1. See a professional
The best way to start learning how to emotionally regulate yourself is to work with a mental health professional. We’re trained to help you get to the root of the symptoms you’re experiencing, making emotional regulation a more intentional and insightful process. Look for therapists specializing in cognitive behavioral therapy (CBT) and acceptance and commitment therapy (ACT).
However, dialectical behavior therapy (DBT) is a therapeutic approach aimed at helping people learn how to regulate their emotions. While it’s a well-known intervention for borderline personality disorder and people with severe depression, anyone can use it.
2. Learn to identify your emotions
A huge part of emotion regulation is identifying what emotion you’re feeling. Keep a journal to track your experiences and how you react to them. Ask yourself: What’s happening in my body? What thoughts are going through my head? What happened to cause these feelings? Figuring this out builds your self-awareness, making figuring out how to cope easier.
3. Set goals
Break down what you want to accomplish into small, actionable steps to make it less overwhelming. The SMART method (Specific, Measurable, Achievable, Relevant, Time-bound) helps you create realistic and achievable goals, which is a big part of keeping a positive mindset as you learn new coping mechanisms. Also, don’t forget to celebrate when you reach a goal!

◆ **BRIEF**: Say whether each statement agrees with the emotional regulation tips, answering yes or no and quoting the deciding words: 1. Dialectical behavior therapy is meant only for people with borderline personality disorder. 2. Keeping a journal of your experiences and reactions is recommended. 3. The "T" in the SMART method stands for "Timely."

◆ **PROVIDED DATA**:
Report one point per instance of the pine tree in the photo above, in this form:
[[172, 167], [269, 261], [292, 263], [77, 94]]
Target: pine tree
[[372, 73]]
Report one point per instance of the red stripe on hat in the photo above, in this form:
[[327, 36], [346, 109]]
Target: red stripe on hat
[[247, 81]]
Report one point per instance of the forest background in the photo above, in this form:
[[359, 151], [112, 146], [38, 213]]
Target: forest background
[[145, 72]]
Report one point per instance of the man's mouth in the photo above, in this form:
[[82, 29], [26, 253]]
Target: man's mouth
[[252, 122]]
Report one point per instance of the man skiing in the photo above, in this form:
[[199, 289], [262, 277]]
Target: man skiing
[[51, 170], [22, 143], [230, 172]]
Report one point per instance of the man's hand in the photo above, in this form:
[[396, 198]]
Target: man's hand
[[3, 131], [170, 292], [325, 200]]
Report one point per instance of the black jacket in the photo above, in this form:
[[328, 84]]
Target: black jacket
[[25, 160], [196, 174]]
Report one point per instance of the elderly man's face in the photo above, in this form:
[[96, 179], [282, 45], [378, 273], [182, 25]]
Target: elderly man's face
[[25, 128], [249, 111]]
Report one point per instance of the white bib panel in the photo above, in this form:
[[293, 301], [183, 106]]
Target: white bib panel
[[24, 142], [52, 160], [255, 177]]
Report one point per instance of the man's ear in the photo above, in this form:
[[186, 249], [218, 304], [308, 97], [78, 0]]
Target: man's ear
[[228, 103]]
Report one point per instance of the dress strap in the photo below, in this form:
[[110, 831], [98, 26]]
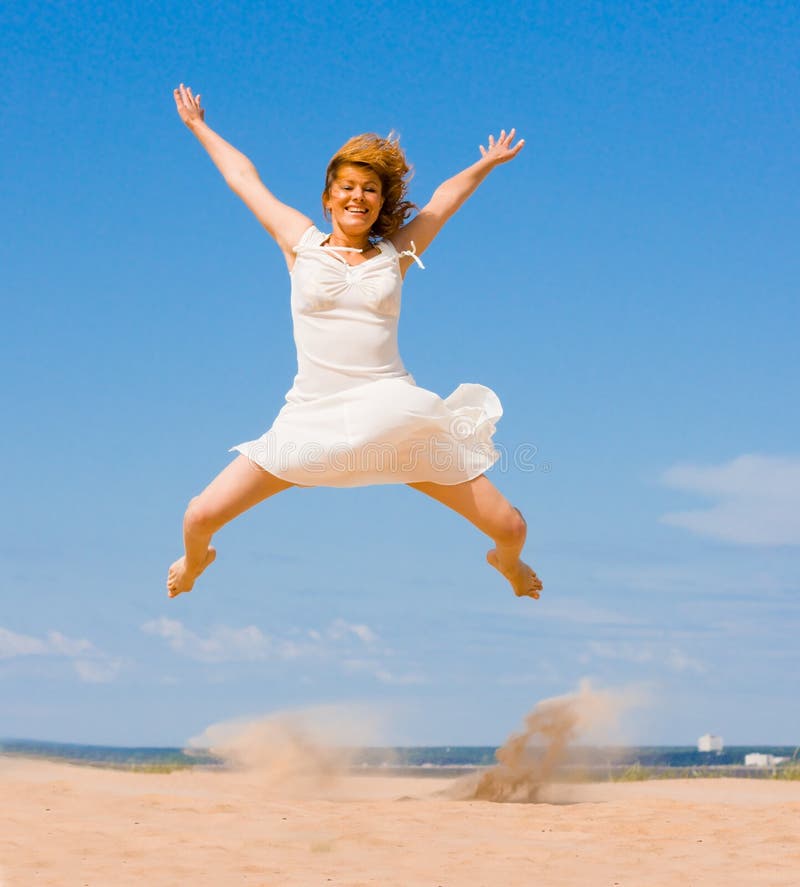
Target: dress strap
[[412, 254]]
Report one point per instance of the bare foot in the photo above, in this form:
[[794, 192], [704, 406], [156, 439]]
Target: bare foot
[[522, 578], [179, 579]]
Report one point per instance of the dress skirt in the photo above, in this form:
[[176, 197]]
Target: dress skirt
[[388, 431]]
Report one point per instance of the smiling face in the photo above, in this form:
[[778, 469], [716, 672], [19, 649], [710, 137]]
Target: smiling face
[[354, 199]]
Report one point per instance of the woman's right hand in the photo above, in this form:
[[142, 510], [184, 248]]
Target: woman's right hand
[[188, 105]]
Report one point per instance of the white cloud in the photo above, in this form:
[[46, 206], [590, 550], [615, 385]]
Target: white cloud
[[339, 629], [758, 500], [644, 654], [249, 644], [91, 665], [222, 644], [377, 670]]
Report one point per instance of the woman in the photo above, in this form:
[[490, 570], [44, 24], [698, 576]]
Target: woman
[[354, 415]]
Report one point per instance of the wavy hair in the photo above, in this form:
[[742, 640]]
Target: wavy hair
[[387, 160]]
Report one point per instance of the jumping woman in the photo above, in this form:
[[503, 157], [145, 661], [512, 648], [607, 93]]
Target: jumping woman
[[354, 415]]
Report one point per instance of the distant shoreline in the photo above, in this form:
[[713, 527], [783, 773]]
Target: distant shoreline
[[601, 764]]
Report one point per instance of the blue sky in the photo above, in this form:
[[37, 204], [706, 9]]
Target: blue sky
[[628, 286]]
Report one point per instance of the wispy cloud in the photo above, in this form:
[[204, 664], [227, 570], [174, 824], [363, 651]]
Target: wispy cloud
[[644, 654], [92, 665], [758, 499], [223, 643]]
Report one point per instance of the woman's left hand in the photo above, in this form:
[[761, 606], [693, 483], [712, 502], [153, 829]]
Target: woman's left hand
[[502, 150]]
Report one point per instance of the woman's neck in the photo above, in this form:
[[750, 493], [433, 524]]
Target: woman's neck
[[352, 241]]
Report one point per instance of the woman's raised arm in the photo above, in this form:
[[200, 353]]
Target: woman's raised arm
[[283, 222], [452, 194]]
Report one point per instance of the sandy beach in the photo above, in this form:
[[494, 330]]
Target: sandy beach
[[67, 825]]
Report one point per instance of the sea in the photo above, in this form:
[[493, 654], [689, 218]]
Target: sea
[[609, 762]]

◆ **WRITTEN ANSWER**:
1. No: "anyone can use it."
2. Yes: "Keep a journal to track your experiences and how you react to them."
3. No: "Time-bound"